======== INPUT MATERIAL ========
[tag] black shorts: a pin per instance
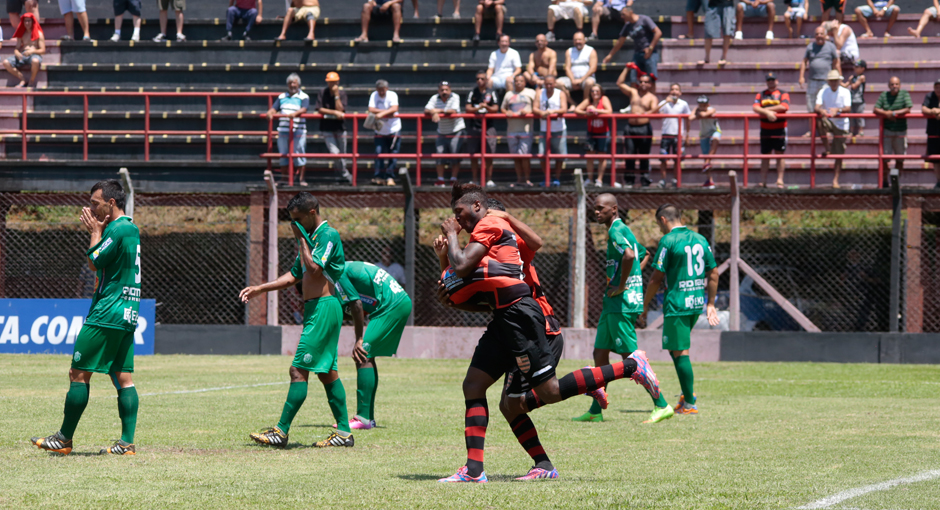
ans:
(515, 340)
(773, 140)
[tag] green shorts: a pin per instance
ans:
(383, 334)
(316, 351)
(677, 332)
(103, 350)
(616, 332)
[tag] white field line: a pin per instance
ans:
(859, 491)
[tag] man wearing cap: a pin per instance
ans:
(931, 109)
(831, 103)
(773, 130)
(892, 105)
(331, 103)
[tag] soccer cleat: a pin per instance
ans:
(120, 448)
(644, 375)
(462, 476)
(589, 417)
(54, 443)
(271, 436)
(334, 439)
(537, 473)
(660, 414)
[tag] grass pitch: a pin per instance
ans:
(768, 436)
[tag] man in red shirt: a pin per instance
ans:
(773, 129)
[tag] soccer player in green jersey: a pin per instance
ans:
(319, 265)
(389, 307)
(105, 344)
(685, 261)
(623, 303)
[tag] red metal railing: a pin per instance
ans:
(148, 132)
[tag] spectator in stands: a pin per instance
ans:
(719, 22)
(773, 129)
(796, 11)
(844, 38)
(580, 65)
(606, 9)
(931, 109)
(831, 103)
(594, 105)
(820, 57)
(575, 10)
(518, 103)
(292, 104)
(638, 135)
(308, 11)
(542, 62)
(120, 7)
(489, 9)
(879, 9)
(16, 7)
(505, 64)
(645, 35)
(381, 9)
(481, 100)
(70, 10)
(552, 104)
(332, 104)
(833, 5)
(450, 130)
(30, 47)
(856, 86)
(930, 13)
(383, 103)
(709, 137)
(669, 142)
(892, 105)
(755, 9)
(178, 6)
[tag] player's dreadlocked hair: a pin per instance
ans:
(303, 202)
(467, 193)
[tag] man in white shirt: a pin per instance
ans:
(831, 103)
(450, 130)
(580, 65)
(505, 64)
(669, 142)
(383, 103)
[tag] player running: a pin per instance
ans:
(623, 303)
(487, 275)
(105, 344)
(319, 265)
(389, 307)
(684, 259)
========
▸ **YOUR TASK**
Begin at the first line of the data above and repeat each line exactly, stopping after the line containing "[tag] spectator in stands: a pin per instance". Omit the pictures.

▸ **OUTPUT FOR THIS TASK**
[tag] black shorts: a pin per instance
ans:
(515, 340)
(773, 140)
[tag] green shorts: a pin per instance
ans:
(383, 334)
(316, 351)
(677, 332)
(103, 350)
(616, 332)
[tag] white field line: a pin per instance
ans:
(859, 491)
[tag] man wearing cap: a pin per instance
ans:
(931, 109)
(831, 103)
(773, 130)
(892, 105)
(331, 103)
[tag] soccer cleat: a pin per instance
ans:
(120, 448)
(644, 375)
(462, 476)
(589, 417)
(54, 443)
(271, 436)
(334, 439)
(537, 473)
(660, 414)
[tag] grass pitch: a pin per instance
ans:
(768, 436)
[tag] man in red shirt: a pin per instance
ans:
(773, 129)
[tag] soccer player in green jersey: a pin per instance
ans:
(319, 265)
(389, 307)
(105, 344)
(685, 261)
(623, 303)
[tag] red metal railing: a pin per instance
ans:
(148, 132)
[tag] spectator in stands: a pin per instance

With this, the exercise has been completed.